**INSTRUCTIONS TO FOLLOW:**
Read the lines below, and copy any that contain the string "target".
----- MATERIAL PROVIDED -----
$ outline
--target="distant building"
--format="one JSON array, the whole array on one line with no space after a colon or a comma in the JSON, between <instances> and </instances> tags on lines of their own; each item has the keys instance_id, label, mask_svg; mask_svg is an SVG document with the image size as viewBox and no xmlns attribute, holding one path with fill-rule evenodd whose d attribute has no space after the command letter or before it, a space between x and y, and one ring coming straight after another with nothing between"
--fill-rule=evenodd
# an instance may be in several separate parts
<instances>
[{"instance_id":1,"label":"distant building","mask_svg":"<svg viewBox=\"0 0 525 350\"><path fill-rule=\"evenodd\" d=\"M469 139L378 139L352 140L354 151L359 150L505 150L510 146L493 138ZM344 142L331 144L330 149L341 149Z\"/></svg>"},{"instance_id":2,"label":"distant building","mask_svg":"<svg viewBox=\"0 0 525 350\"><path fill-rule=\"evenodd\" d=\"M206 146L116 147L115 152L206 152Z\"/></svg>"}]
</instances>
-----
----- MATERIAL PROVIDED -----
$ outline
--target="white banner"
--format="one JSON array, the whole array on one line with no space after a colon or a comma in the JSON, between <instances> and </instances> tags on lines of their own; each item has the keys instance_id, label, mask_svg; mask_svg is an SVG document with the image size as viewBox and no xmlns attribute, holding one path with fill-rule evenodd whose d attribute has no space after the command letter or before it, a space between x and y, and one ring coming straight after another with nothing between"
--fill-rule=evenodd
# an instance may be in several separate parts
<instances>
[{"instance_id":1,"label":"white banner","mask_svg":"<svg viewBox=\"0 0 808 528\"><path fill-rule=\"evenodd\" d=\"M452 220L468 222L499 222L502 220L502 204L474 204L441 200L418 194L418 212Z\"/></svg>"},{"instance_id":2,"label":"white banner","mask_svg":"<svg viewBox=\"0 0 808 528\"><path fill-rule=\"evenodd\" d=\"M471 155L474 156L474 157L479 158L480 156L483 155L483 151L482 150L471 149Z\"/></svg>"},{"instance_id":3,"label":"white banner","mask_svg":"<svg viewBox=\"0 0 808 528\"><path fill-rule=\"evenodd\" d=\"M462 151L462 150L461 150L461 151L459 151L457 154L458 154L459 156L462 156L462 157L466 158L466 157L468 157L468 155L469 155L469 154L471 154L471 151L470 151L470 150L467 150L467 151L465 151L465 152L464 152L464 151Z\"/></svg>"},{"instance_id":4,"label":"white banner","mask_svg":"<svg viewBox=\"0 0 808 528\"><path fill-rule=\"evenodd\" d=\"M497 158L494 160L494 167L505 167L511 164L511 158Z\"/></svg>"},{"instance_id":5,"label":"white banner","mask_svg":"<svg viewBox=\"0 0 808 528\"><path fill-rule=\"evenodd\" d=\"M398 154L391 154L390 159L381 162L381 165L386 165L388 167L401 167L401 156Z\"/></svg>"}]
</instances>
-----
----- MATERIAL PROVIDED -----
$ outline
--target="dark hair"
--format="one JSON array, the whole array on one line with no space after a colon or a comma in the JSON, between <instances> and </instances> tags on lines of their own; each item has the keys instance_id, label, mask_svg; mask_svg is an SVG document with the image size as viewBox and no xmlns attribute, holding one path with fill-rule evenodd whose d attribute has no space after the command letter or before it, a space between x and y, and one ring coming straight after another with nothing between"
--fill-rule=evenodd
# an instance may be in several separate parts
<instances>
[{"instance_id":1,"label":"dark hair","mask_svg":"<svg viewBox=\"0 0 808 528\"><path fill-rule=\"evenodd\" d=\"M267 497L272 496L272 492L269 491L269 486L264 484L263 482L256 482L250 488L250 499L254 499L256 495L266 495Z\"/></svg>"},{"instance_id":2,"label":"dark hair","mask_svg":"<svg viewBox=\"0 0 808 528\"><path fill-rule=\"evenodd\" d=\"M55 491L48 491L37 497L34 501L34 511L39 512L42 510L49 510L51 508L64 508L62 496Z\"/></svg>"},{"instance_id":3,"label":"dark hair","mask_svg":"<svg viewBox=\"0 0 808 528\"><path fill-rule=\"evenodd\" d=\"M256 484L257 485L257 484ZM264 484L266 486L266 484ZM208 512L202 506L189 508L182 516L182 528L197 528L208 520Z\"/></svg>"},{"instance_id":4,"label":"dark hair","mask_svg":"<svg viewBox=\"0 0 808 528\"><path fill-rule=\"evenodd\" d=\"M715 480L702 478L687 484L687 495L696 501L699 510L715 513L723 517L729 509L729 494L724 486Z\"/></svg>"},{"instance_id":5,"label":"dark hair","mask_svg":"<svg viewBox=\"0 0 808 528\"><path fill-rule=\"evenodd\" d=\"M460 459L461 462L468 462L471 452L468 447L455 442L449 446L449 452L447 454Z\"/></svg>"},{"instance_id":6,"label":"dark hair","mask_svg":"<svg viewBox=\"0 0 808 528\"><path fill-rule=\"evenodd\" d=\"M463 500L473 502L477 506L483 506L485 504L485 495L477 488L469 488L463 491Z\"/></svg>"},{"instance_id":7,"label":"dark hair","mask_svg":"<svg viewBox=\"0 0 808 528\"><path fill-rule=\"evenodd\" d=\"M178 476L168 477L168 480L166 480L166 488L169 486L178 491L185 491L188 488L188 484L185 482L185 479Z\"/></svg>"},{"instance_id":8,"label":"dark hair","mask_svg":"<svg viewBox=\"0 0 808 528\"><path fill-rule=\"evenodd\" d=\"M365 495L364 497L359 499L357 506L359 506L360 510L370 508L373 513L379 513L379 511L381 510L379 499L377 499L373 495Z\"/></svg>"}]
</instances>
-----
**TASK RESULT:**
--target="distant building"
--target="white banner"
--target="dark hair"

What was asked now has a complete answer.